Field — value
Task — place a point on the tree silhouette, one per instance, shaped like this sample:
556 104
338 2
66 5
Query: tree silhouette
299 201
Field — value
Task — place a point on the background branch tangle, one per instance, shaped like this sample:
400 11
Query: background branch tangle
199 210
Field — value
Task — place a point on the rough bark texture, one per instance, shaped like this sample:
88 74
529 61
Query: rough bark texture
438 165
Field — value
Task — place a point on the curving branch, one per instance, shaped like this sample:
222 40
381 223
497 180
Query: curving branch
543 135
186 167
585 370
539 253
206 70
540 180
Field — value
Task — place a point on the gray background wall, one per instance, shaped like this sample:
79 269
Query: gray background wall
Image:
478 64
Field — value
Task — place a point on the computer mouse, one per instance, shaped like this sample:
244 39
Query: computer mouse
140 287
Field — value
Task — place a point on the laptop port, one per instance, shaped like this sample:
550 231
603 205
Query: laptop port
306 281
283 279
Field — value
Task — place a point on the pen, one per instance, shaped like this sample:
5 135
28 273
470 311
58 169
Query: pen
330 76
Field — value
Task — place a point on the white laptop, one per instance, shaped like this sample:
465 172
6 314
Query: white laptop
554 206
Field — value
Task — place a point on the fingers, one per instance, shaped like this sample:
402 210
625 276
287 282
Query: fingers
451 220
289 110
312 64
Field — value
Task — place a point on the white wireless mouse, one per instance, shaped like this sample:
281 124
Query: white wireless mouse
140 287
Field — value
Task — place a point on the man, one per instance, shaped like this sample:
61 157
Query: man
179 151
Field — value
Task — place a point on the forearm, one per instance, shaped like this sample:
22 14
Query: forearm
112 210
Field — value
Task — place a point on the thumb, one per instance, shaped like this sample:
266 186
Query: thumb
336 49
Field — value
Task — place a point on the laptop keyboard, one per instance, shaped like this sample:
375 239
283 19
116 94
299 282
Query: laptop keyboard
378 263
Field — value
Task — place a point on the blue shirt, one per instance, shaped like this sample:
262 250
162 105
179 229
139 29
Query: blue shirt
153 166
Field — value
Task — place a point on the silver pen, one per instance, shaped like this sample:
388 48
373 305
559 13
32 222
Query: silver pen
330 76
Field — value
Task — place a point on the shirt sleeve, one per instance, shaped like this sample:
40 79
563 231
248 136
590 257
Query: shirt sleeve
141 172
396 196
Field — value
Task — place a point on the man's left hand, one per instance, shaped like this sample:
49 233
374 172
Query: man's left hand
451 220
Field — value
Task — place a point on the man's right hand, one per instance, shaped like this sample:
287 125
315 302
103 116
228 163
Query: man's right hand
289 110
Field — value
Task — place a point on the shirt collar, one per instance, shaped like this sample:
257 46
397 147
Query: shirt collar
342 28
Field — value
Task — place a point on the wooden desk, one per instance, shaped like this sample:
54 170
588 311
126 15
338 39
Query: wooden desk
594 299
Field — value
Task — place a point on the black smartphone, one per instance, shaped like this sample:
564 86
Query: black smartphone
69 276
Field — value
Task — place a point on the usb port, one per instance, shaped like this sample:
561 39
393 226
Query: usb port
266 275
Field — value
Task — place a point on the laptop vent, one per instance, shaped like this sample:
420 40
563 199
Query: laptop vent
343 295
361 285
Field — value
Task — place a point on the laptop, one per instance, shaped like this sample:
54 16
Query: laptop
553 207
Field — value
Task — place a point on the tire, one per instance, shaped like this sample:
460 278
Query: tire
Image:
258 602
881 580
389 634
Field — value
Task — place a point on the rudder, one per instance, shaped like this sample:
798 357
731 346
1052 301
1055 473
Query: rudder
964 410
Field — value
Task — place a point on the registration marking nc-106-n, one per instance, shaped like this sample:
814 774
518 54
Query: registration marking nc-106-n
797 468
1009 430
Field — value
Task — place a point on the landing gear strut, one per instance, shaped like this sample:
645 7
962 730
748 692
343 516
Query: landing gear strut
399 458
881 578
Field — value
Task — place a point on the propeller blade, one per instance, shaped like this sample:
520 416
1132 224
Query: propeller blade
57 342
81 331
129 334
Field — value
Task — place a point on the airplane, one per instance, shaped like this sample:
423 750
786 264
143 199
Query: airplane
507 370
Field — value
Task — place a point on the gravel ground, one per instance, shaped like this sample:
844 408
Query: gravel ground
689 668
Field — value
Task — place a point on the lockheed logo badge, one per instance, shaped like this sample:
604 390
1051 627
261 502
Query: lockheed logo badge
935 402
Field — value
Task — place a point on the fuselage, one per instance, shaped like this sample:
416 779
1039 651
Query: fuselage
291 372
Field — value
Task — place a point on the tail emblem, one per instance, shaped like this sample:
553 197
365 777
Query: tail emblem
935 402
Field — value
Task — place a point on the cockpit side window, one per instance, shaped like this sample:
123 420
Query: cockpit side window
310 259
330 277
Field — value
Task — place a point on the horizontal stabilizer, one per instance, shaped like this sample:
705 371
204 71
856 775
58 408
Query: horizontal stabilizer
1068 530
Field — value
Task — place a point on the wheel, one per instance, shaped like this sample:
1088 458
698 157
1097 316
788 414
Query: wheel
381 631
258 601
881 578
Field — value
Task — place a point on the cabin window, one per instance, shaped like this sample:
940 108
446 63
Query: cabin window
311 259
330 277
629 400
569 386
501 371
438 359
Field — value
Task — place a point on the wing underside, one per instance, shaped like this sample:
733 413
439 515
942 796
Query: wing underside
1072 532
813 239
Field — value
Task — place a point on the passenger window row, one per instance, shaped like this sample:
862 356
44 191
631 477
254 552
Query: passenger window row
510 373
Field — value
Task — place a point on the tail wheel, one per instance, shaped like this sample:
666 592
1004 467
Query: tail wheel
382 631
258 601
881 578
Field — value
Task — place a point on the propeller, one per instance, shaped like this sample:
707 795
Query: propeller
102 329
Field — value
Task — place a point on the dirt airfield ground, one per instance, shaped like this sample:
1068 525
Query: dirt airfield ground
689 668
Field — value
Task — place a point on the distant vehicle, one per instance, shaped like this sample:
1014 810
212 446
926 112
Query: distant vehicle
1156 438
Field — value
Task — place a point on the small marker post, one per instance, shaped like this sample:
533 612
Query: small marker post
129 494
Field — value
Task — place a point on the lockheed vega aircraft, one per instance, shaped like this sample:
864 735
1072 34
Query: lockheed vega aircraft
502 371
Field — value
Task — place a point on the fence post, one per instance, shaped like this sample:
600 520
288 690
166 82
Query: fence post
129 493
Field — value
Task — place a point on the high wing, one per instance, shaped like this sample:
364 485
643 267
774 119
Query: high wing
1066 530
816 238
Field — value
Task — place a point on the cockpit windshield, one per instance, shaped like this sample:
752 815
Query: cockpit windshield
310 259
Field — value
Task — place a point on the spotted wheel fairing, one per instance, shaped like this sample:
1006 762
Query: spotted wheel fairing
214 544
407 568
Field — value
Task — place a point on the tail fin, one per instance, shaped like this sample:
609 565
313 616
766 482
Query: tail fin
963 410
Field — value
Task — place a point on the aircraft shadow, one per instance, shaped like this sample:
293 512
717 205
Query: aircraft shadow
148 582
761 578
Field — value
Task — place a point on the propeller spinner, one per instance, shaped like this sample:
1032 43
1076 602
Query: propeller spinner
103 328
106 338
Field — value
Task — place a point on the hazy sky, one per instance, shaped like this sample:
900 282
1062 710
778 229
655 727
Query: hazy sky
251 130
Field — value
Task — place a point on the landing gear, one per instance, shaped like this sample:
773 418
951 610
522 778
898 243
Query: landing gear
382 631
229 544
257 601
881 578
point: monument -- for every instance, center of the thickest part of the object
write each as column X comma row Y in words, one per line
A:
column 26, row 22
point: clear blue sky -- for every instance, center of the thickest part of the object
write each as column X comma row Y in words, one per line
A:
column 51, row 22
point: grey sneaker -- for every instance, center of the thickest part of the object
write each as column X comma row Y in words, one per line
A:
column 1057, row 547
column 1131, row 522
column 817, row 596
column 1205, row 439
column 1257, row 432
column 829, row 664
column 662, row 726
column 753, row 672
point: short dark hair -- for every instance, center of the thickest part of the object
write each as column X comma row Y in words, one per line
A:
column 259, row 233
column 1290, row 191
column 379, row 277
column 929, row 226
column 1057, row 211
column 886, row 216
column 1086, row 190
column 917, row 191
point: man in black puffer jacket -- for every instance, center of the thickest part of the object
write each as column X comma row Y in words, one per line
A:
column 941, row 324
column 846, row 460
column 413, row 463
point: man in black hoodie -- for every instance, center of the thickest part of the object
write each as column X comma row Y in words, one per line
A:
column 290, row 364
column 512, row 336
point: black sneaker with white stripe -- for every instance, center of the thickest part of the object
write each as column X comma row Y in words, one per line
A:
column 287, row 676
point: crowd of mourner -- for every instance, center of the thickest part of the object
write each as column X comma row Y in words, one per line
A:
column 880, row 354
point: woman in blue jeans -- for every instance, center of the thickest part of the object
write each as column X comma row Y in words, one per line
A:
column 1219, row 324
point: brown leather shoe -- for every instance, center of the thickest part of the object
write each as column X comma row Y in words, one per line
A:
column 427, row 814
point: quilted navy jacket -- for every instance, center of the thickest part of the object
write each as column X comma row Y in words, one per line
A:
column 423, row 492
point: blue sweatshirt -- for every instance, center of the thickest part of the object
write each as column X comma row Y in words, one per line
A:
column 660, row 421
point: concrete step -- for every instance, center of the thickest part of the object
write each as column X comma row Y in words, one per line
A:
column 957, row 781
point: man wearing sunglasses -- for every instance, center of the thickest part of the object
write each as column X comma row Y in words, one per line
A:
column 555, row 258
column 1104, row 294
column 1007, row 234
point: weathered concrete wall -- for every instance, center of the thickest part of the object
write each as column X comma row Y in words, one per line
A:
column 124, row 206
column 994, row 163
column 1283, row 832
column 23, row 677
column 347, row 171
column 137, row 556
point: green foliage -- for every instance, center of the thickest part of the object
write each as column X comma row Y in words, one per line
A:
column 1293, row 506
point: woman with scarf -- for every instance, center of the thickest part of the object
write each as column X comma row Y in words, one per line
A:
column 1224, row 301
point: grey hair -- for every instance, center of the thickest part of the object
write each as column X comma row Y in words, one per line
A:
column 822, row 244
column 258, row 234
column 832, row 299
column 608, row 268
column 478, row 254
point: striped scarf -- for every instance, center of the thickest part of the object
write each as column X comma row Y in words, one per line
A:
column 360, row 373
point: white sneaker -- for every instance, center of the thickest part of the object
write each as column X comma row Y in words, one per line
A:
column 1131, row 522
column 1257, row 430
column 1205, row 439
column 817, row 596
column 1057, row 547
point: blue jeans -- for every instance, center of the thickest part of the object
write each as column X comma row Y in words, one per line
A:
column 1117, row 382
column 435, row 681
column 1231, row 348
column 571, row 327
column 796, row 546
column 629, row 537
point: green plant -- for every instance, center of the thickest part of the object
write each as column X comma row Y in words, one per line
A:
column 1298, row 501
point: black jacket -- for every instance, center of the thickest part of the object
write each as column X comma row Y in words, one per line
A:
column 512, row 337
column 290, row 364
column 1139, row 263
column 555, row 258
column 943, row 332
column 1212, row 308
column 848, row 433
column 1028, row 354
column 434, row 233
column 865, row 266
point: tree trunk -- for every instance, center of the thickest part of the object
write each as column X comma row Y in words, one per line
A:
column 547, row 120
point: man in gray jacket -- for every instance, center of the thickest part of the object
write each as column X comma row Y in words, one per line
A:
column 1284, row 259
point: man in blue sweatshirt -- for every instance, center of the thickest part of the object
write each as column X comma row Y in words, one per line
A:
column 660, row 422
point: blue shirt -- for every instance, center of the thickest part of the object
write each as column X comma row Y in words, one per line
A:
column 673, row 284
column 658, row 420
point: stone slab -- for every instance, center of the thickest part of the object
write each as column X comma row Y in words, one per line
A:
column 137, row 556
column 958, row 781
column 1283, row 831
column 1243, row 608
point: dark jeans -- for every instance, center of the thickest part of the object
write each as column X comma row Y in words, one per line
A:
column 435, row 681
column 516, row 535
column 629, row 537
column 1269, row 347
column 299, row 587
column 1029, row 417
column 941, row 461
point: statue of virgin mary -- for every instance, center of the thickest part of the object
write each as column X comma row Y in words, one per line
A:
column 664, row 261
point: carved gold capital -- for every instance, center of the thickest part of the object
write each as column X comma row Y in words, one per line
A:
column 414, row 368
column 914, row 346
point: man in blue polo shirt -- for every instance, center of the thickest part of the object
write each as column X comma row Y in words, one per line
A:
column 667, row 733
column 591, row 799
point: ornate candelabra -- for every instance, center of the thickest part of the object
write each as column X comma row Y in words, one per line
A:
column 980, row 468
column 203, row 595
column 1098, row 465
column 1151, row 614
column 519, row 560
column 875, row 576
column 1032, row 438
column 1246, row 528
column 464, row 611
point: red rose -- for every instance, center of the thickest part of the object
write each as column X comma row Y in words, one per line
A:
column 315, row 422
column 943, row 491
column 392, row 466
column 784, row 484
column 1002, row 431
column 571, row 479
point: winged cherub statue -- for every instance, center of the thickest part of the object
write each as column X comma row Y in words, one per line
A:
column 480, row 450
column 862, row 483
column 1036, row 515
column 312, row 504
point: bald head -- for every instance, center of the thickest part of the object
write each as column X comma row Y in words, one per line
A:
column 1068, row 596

Aim of the task: Render the lines of the items above as a JSON list of strings, starting at the line that contains "point: blue jeans" and ending at the line that contains "column 660, row 422", with both of those lines included. Give one string per line and leave out any blank lines.

The output:
[
  "point: blue jeans -- for every instance, center of the thickest part of the object",
  "write each as column X comma row Y in words, one per line",
  "A:",
  "column 1117, row 382",
  "column 435, row 681",
  "column 1231, row 348",
  "column 571, row 327",
  "column 796, row 546",
  "column 629, row 537",
  "point: green plant -- for every instance, center of the thickest part of the object",
  "write each as column X comma row Y in words, one per line",
  "A:",
  "column 1298, row 501",
  "point: black jacket -- for every instance, center of the thickest part of the object",
  "write each as column X comma row Y in words, one per line",
  "A:",
  "column 512, row 337",
  "column 290, row 364",
  "column 1139, row 263",
  "column 555, row 258",
  "column 943, row 332",
  "column 1212, row 308",
  "column 848, row 433",
  "column 1028, row 354",
  "column 434, row 233",
  "column 865, row 266",
  "point: tree trunk -- for every instance, center of the thickest part of the object",
  "write each as column X comma row Y in words, one per line",
  "A:",
  "column 547, row 120",
  "point: man in gray jacket -- for every instance, center of the thickest part of the object",
  "write each as column X comma row Y in words, one per line",
  "A:",
  "column 1284, row 259",
  "point: man in blue sweatshirt -- for every instance, center of the thickest part of the object",
  "write each as column X comma row Y in words, one per line",
  "A:",
  "column 660, row 422"
]